_Supplied data_

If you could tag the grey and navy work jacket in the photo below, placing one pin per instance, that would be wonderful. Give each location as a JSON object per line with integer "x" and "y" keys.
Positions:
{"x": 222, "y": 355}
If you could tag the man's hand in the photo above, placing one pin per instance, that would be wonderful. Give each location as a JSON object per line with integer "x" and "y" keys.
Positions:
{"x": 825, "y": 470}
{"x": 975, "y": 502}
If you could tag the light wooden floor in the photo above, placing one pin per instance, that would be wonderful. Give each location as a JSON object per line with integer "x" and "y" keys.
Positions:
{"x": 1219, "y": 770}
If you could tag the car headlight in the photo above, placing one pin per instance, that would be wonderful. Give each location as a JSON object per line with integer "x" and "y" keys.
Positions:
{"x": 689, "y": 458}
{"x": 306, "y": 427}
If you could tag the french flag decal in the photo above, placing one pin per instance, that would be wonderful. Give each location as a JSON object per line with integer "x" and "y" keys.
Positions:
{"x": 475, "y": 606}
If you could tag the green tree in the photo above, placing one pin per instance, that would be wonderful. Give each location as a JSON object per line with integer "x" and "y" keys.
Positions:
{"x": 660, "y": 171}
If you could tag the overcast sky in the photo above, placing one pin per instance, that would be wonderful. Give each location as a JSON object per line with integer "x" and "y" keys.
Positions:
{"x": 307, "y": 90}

_Directive_
Reproduce verbatim the part of the entries above that opens with the line containing "If you could tag the car" and runs through the end of the entries, including both the first and last lines.

_Output of the task_
If you could tag the car headlight in the photo above, placing one pin per instance, that would be wonderful. Give each location as a JSON object per line with integer "x" and "y" keys.
Positions:
{"x": 689, "y": 458}
{"x": 306, "y": 427}
If you could tag the french flag decal in the photo above, placing one pin per instance, that would be wonderful. Give each location as a JSON object per line with integer "x" and "y" keys.
Positions:
{"x": 475, "y": 606}
If you could tag the green tree in the photo above, placing one pin per instance, that would be wonderful. Give each location as a JSON object per line with integer "x" and "y" keys.
Positions:
{"x": 660, "y": 171}
If you could tag the overcast sky in the photo above, placing one pin per instance, that would be wonderful. Give each location as a JSON object per line with integer "x" and "y" keys.
Positions:
{"x": 307, "y": 90}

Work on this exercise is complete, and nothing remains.